** TO DO **
a: In the transport capacity planning notes, what share of a vendor's specification should conservative field measurements use for dimensioning?
b: Repeat the stretch of the transport capacity planning notes from "- Not accounting" through "within 18 months.".
c: Write the next part of the transport capacity planning notes, picking up after their final sentence.

** DOCUMENT SEGMENT **
* BEGIN *

7. Common Planning Mistakes
- Planning for average throughput, not peak — transport must handle peak busy hour throughput, not average. Using average traffic in dimensioning calculations creates links that are fine most of the time and congested when it matters most.
- Not accounting for eCPRI overhead in fronthaul — eCPRI Option 7-2x generates significantly more traffic than the air interface throughput suggests. Operators who dimension fronthaul based on RF throughput alone find links saturated at 40% RF utilisation.
- Underestimating growth — 5G traffic growth in the first 2-3 years of deployment consistently exceeds forecasts. Build 40-50% growth into Year 1 designs. Links that are at 50% utilisation at launch will be at 75% within 18 months.
- Forgetting OAM traffic in dimensioning — NMS, telemetry, TWAMP, CDN synchronisation, and timing traffic all consume transport capacity. While individually small, aggregated OAM traffic on trunk links can be 5-10% of capacity. Include it in calculations.
- Single vendor assumptions — dimensioning based on a specific vendor’s peak throughput specifications often does not match field performance under real traffic conditions. Use conservative field measurements (80% of spec) for dimensioning, not theoretical maximums.
8. Troubleshooting Capacity Problems
- Identify the congested segment before upgrading — use interface utilisation telemetry to pinpoint exactly which link or queue is congested. Do not assume the obvious bottleneck — sometimes core rings are fine and the congestion is on a single hub-to-site aggregation link.
- Differentiate congestion from misconfiguration — a link at 40% utilisation with packet loss is a QoS problem (wrong traffic in wrong queue), not a capacity problem. A link at 85% utilisation with packet loss is a capacity problem. Treat them differently.

* END *

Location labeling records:
* BEGIN *

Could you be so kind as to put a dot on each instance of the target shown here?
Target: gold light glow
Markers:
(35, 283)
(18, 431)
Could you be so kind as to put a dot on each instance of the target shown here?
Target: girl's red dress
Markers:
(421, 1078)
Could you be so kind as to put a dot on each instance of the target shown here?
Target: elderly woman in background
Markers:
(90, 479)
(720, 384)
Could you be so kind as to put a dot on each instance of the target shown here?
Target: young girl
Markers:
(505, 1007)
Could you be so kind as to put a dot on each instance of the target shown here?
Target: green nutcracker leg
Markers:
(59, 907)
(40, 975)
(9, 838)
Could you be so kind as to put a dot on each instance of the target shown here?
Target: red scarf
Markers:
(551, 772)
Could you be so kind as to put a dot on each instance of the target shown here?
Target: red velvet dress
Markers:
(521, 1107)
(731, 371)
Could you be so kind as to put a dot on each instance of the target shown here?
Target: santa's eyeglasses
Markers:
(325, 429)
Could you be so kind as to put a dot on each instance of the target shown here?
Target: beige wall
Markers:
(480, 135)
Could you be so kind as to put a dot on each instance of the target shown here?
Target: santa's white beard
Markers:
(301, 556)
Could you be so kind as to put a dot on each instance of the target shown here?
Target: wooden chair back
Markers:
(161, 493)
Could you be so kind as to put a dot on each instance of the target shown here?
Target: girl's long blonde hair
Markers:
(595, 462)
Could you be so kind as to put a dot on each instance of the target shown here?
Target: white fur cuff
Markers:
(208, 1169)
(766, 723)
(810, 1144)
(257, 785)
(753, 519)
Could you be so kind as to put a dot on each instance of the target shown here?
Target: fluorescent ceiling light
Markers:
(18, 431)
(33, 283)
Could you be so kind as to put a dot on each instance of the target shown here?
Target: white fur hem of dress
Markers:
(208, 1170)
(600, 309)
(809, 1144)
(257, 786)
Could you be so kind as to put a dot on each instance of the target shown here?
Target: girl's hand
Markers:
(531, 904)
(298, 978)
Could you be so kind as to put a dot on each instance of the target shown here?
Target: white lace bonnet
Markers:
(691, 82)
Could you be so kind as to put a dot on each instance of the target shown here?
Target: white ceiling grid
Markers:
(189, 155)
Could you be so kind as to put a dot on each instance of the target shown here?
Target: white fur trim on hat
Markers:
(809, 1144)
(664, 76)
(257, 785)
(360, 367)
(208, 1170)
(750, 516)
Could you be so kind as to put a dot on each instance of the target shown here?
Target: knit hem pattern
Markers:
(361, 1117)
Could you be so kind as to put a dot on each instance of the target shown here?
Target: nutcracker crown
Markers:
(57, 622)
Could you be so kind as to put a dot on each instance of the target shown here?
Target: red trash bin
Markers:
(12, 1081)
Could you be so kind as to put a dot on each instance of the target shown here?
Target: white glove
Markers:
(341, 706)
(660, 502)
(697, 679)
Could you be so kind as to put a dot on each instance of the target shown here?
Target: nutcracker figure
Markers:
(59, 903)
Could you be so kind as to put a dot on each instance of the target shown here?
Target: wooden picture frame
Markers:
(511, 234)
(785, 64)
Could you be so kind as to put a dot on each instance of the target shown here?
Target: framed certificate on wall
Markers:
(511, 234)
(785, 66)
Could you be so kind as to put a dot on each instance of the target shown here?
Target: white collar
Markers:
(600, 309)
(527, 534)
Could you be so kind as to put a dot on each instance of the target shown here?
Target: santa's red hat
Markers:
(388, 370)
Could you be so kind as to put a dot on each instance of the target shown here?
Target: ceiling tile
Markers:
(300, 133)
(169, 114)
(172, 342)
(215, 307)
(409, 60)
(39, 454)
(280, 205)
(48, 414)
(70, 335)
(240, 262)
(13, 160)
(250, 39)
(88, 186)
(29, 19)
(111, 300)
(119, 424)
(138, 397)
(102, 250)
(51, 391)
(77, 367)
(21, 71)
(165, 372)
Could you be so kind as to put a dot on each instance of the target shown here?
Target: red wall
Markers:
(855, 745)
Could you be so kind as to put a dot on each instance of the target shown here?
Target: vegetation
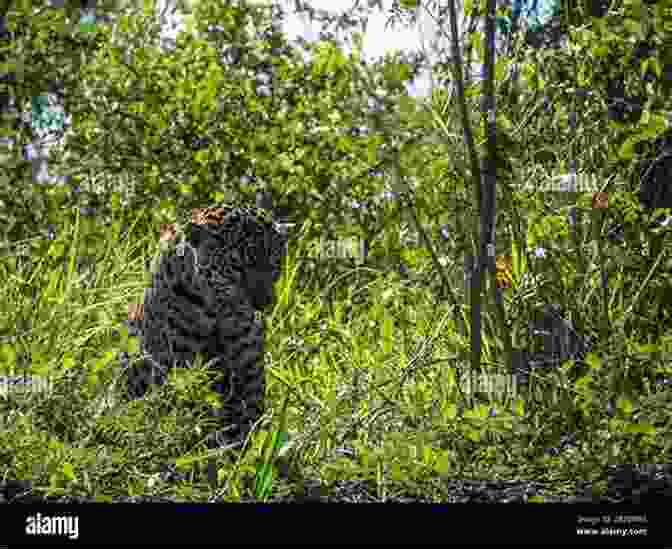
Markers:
(373, 373)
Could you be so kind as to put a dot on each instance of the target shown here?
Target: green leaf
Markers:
(68, 471)
(640, 428)
(624, 405)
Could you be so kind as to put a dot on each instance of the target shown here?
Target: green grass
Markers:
(367, 381)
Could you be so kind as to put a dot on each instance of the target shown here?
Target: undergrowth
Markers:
(367, 381)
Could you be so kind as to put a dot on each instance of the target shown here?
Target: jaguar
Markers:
(208, 291)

* END *

** ANSWERS TO THE EXERCISE **
a: 80% of the vendor's specification.

b:
- Not accounting for eCPRI overhead in fronthaul — eCPRI Option 7-2x generates significantly more traffic than the air interface throughput suggests. Operators who dimension fronthaul based on RF throughput alone find links saturated at 40% RF utilisation.
- Underestimating growth — 5G traffic growth in the first 2-3 years of deployment consistently exceeds forecasts. Build 40-50% growth into Year 1 designs. Links that are at 50% utilisation at launch will be at 75% within 18 months.

c:
- Use traffic engineering to redistribute load before upgrading — if one path is at 80% and a parallel path is at 30%, use SR Policy or RSVP-TE to redistribute traffic before committing to a capacity upgrade. This buys time and may defer capex by 6-12 months.
9. Summary — Practical Takeaways
Transport design and capacity planning is a continuous process, not a one-time exercise. The best transport engineers are the ones who build in feedback loops — measuring real traffic against forecasts, identifying congestion before it becomes a problem, and triggering upgrade planning at 60% utilisation, not 80%.
The decisions that matter most are made before deployment: UPF placement, fronthaul technology choice, redundancy architecture, and oversubscription ratios. Getting these right means the network handles growth gracefully. Getting them wrong means a rushed upgrade cycle with service-affecting work under load.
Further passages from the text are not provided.